### TEXT

##########

24. Charterstone (2017)
Designer: Jamey Stegmaier
Players: 1-6
Game Time: 60 min
Age: 14+
Set in a fairy-tale world where the players are a group of pioneers sent to build a new colony by the mysterious Forever King, Charterstone has a bold, attractive, Ghibli-ish feel to it. But as the story develops over a 12-game arc, during which the players competitively construct the board themselves, adding stickers and biro-scrawled place names, there’s an appealingly dark undercurrent to the emerging narrative. Designer Jamey “Scythe” Stegmaier’s latest might be a legacy title, but at the end of it you have your very own, unique worker-placement game.
25. Legendary Encounters: Alien (2014)
Designers: Ben Cichoski, Daniel Mandel
Players: 1-5
Game Time: 30-60 min
Age: 17+
A deckbuilding game which requires its players to cooperate to survive wave upon wave of acid-spewing xenomorphs, using each of the four Alien movies as a setting — depending on your preference. Obviously, Aliens is best suited to it, as you recruit the likes of Bishop, Hudson, Hicks and (of course) Ripley, to help your team prevail. It’s bastard hard, but you’ll be too busy enjoying all the movie references to let that bother you.
26. Dead Of Winter: A Crossroads Game
Designers: Jonathan Gilmour, Isaac Vega
Players: 2-5
Game Time: 60-120 min
Age: 13+
There are board games based on The Walking Dead, but none so effectively capture the paranoia-tinged struggle to prevail in a post-zombie-apocalyptic world as Dead Of Winter. On the surface, it’s a straightforward cooperative game, with players taking the roles of survivors who must coordinate their efforts to gather resources, survive and protect their colony during a bitter, zombie-infested winter. But everyone also has a secret agenda to fulfil — one of which may well involve quietly working against the others and bringing about game-losing disaster.
27. Mysterium (2015)

##########

### PROVIDED INFORMATION
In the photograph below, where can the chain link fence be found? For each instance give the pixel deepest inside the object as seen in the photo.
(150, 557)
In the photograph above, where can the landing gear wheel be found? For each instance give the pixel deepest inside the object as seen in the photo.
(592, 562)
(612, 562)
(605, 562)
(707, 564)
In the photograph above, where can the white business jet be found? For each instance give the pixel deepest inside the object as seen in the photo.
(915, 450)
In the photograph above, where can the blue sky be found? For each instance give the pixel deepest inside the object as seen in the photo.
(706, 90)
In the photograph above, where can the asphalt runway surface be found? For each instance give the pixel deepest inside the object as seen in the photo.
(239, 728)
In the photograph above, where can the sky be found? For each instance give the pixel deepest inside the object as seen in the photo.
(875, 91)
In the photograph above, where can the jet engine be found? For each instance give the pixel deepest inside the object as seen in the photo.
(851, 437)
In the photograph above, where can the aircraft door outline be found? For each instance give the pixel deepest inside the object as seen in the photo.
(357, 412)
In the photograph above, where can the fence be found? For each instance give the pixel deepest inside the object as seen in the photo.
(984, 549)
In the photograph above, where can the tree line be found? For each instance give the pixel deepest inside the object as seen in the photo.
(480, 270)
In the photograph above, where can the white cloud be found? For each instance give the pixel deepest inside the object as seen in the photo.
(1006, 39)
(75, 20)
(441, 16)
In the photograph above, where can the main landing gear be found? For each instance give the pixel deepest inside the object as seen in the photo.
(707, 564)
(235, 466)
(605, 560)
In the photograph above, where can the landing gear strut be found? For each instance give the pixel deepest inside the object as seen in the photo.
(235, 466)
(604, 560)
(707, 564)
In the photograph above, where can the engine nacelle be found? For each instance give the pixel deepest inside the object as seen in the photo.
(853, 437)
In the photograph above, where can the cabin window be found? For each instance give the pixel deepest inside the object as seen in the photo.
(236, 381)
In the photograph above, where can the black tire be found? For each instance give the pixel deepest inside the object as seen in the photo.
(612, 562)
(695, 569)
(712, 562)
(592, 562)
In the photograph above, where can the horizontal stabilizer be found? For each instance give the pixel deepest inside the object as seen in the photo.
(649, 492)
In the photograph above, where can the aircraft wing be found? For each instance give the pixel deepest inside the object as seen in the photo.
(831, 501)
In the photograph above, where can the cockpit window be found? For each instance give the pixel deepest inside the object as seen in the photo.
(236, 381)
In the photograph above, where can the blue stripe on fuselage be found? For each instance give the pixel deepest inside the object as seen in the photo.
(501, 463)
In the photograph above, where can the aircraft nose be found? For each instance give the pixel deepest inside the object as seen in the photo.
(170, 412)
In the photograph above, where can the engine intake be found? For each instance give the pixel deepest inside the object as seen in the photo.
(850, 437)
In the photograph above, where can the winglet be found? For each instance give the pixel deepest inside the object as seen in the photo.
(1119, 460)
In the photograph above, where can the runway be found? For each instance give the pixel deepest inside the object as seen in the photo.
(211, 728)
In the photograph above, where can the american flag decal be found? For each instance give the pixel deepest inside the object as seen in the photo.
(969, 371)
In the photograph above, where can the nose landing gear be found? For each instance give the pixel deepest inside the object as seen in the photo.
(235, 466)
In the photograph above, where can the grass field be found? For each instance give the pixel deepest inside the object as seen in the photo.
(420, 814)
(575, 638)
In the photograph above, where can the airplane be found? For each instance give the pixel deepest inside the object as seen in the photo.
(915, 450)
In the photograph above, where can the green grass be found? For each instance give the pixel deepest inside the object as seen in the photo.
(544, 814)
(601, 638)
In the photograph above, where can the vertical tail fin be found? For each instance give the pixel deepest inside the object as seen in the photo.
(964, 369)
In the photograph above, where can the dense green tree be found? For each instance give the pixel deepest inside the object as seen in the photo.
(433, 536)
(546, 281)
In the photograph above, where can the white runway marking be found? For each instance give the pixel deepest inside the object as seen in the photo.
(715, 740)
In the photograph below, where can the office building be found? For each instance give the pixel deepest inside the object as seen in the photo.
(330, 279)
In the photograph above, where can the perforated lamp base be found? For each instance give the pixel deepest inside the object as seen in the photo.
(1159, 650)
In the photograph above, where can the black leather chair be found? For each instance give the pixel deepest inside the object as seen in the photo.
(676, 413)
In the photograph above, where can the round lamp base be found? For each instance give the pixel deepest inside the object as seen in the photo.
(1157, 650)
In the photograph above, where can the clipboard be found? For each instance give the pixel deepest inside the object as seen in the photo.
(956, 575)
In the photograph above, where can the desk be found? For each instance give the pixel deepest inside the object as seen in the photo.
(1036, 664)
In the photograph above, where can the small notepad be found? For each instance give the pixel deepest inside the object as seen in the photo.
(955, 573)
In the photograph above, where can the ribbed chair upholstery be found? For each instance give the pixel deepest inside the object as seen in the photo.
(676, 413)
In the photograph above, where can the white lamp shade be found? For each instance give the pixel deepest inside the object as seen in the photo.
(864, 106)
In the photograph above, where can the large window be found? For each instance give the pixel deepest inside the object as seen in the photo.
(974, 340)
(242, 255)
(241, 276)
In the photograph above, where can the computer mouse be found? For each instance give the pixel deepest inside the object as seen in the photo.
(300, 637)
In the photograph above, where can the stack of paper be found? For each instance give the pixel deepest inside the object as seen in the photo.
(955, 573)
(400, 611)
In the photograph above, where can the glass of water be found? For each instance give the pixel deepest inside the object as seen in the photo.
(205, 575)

##########

### PROBLEMS TO SOLVE
(1) According to the board game list, why is Aliens the film best suited to Legendary Encounters: Alien? Answer in one to three sentences.
(2) Answer these questions from the board game list.
(a) How many games make up the story arc of Charterstone?
(b) What minimum age is given for Legendary Encounters: Alien?
(c) Who designed Dead Of Winter: A Crossroads Game?

### WRITTEN ANSWERS
(1) Aliens is best suited because players recruit its characters, such as Bishop, Hudson, Hicks and Ripley, to help their team prevail.

(2)
(a) 12 games
(b) 17+
(c) Jonathan Gilmour and Isaac Vega